WHAT YOU ARE ASKED TO DO:
Filter the lines below and keep only those that contain the word "shelf". Copy each one you keep.

Coordinate labeling data
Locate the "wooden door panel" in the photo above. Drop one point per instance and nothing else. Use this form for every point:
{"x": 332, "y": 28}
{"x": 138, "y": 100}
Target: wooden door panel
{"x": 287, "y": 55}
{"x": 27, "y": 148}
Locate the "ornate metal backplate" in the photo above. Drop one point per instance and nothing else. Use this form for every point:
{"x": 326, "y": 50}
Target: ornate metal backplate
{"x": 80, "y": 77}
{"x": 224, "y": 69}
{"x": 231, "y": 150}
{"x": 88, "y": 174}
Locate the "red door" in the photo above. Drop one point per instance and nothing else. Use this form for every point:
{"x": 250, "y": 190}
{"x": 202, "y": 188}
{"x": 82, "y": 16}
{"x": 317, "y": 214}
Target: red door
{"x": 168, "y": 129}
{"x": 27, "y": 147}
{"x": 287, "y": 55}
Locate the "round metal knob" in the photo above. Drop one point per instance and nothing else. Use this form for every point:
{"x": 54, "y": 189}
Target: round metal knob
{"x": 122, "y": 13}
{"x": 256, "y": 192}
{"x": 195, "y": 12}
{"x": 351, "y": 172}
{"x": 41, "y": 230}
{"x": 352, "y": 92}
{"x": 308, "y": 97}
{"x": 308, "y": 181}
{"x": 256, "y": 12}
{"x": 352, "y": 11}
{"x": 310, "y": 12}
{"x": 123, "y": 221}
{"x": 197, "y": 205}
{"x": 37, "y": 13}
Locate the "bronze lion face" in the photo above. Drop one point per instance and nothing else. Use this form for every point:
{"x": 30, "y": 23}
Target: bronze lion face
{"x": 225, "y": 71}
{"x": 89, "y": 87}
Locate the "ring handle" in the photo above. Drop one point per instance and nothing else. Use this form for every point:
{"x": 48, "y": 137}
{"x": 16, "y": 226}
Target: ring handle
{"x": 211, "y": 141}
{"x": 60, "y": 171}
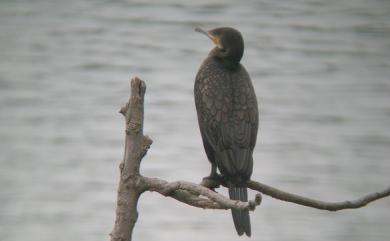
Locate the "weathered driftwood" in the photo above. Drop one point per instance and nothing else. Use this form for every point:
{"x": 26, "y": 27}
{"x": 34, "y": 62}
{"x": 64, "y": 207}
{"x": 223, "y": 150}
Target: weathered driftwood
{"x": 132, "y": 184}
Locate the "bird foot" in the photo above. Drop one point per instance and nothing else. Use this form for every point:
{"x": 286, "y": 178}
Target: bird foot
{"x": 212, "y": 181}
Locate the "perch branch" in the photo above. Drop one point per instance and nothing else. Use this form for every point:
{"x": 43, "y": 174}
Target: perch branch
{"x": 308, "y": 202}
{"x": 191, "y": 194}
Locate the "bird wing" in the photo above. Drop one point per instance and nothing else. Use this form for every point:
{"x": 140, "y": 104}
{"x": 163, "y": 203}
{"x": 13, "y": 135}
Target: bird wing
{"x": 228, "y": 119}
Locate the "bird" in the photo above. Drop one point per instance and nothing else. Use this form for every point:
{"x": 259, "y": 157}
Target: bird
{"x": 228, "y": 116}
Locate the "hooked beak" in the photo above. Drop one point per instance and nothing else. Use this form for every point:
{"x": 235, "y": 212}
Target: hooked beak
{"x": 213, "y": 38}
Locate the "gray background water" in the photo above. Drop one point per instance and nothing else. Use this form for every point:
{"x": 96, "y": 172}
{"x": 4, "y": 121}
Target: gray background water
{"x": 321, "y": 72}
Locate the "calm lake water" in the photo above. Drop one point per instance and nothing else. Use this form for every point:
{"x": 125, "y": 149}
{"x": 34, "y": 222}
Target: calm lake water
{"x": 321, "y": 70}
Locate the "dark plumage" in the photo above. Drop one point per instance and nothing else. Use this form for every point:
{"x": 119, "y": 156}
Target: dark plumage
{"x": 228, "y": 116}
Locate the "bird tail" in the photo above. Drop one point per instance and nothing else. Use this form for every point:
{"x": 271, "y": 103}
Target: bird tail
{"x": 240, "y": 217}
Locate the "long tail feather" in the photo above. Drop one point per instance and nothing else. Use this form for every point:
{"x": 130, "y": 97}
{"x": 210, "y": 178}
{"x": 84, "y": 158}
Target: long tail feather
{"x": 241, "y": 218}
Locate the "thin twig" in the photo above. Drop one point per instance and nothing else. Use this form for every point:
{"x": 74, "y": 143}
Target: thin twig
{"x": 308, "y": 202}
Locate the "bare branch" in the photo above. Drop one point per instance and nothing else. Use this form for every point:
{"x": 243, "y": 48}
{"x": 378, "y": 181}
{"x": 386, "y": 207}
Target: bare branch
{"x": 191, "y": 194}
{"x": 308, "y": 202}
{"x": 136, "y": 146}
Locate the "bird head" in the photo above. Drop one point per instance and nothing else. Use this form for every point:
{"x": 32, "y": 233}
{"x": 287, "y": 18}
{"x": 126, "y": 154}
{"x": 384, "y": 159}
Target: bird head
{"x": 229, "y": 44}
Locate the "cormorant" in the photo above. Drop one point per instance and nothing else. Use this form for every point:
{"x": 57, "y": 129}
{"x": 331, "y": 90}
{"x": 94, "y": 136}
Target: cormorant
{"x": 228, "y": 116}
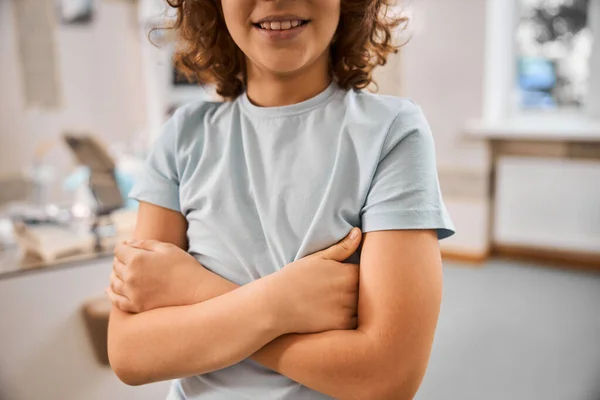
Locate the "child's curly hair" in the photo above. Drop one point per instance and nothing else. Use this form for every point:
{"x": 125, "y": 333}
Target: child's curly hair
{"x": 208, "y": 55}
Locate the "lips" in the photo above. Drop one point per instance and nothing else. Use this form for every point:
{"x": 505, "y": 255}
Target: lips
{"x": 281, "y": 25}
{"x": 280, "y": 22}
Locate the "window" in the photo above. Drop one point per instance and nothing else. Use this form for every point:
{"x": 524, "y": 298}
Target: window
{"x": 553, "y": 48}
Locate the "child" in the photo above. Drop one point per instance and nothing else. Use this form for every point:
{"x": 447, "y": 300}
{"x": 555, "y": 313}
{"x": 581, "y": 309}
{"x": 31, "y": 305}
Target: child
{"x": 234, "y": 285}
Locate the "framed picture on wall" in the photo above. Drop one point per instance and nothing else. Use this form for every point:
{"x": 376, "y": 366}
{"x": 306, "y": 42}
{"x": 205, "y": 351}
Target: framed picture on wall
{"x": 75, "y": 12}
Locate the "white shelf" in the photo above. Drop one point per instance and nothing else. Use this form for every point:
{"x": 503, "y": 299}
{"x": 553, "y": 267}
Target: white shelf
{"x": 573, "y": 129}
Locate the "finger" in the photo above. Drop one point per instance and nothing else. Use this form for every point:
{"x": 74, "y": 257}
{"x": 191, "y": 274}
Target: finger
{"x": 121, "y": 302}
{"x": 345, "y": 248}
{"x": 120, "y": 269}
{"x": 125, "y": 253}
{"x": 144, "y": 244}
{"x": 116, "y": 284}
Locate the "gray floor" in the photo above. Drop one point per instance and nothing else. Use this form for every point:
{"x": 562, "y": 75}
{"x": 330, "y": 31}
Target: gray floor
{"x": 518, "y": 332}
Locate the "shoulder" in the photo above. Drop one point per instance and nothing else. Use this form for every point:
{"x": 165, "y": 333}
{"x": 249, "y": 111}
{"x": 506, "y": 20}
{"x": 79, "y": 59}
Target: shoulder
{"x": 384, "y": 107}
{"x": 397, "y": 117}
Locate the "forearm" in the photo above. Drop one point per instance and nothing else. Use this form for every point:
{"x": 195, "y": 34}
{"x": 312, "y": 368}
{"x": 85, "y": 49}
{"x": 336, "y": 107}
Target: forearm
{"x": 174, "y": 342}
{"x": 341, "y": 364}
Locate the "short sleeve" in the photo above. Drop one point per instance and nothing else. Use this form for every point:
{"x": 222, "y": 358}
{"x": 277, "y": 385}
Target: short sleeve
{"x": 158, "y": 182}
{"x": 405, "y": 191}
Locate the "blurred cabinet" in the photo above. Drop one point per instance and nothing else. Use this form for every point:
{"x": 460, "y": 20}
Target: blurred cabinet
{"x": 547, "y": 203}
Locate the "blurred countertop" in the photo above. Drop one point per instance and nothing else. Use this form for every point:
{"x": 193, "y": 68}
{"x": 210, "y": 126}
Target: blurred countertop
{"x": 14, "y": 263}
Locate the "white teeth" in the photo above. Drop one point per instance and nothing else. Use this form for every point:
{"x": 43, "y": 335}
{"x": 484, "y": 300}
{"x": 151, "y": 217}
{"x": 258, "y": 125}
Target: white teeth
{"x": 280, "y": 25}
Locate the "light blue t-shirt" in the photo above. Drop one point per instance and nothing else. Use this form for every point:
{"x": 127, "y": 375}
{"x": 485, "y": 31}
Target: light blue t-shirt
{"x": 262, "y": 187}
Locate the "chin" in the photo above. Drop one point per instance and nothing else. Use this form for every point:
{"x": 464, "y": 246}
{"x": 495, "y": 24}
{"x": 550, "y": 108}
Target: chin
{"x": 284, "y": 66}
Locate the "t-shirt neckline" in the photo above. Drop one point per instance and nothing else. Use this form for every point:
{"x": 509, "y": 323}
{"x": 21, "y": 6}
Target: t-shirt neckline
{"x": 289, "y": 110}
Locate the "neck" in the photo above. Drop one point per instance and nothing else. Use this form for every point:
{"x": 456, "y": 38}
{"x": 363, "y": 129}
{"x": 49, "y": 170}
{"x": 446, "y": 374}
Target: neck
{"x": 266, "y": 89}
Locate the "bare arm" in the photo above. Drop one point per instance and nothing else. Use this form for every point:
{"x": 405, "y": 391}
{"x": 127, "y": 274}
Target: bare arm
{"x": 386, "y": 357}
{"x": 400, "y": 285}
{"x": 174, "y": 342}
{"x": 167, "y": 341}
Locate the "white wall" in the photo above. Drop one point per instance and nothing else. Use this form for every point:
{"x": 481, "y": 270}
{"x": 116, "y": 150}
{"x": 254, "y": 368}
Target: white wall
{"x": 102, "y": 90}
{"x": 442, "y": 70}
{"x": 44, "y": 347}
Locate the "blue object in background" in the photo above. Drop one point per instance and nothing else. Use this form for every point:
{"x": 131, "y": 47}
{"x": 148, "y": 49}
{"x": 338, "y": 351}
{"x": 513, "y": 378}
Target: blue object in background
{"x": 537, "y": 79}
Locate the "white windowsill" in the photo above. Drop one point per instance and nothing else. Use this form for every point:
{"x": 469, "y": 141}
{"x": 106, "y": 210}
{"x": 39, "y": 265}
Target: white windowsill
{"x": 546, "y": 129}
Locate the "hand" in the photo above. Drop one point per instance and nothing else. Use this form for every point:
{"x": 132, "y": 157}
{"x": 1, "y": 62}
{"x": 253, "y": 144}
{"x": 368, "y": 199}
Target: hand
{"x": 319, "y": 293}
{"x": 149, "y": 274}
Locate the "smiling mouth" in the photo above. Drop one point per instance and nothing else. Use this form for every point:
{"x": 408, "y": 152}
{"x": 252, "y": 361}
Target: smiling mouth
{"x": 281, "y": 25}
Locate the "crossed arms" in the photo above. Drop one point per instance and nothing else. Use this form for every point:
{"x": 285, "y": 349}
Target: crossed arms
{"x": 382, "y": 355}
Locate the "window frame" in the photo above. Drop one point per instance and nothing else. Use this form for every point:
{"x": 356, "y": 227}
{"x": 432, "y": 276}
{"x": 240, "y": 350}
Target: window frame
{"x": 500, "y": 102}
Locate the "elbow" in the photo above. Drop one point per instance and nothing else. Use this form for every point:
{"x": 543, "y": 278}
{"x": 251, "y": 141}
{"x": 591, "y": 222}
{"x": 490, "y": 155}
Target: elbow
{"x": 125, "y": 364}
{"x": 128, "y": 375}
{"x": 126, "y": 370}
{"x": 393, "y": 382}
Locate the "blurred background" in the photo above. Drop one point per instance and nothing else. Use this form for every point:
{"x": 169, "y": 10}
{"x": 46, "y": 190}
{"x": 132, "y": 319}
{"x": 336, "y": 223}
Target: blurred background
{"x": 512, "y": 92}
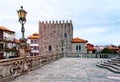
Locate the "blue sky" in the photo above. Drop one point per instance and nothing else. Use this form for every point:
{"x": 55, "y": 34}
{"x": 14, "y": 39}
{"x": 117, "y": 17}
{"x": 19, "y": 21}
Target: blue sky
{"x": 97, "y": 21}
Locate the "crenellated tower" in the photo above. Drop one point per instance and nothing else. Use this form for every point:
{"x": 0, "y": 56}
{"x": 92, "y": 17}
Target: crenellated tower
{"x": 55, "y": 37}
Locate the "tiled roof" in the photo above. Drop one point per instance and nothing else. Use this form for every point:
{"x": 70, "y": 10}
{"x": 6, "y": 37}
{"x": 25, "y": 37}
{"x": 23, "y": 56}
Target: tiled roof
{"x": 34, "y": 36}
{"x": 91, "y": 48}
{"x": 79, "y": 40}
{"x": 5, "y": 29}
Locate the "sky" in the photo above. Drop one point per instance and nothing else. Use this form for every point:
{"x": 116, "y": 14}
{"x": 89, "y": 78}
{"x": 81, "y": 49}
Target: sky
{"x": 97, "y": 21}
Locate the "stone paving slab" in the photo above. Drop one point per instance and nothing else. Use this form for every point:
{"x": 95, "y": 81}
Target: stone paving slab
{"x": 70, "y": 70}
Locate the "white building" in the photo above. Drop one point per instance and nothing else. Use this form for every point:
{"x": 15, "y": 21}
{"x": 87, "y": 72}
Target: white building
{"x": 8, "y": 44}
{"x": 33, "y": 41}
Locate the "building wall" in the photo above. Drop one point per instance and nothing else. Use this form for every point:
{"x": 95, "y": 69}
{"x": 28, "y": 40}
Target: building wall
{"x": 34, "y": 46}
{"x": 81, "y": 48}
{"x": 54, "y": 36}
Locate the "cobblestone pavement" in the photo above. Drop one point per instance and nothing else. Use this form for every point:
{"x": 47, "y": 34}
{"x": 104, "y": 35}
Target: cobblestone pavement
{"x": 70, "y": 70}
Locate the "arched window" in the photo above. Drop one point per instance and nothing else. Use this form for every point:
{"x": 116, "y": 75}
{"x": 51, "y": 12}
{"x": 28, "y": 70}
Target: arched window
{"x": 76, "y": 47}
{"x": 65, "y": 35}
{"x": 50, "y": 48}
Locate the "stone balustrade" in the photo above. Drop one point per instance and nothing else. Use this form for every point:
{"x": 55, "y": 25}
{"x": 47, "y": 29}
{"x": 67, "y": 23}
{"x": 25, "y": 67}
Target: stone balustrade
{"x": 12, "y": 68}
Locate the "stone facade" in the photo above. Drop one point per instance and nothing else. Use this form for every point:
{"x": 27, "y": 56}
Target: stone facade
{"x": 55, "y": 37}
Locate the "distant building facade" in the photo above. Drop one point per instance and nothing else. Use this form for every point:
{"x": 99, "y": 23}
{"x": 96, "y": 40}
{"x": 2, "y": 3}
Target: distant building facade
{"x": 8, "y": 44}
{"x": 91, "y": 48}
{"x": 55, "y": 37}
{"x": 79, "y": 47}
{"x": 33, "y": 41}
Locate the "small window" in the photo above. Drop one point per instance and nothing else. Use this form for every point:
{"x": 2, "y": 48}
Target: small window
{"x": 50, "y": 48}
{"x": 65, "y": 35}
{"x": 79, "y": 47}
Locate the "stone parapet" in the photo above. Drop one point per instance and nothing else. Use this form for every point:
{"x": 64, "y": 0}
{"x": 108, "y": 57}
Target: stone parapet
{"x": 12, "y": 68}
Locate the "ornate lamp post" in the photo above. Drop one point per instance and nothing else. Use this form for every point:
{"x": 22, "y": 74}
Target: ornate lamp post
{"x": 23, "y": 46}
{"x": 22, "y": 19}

EXERCISE ANSWER:
Locate the "white shelf" in the photo above. Drop one point per instance and nothing else. Use this form for every point:
Target: white shelf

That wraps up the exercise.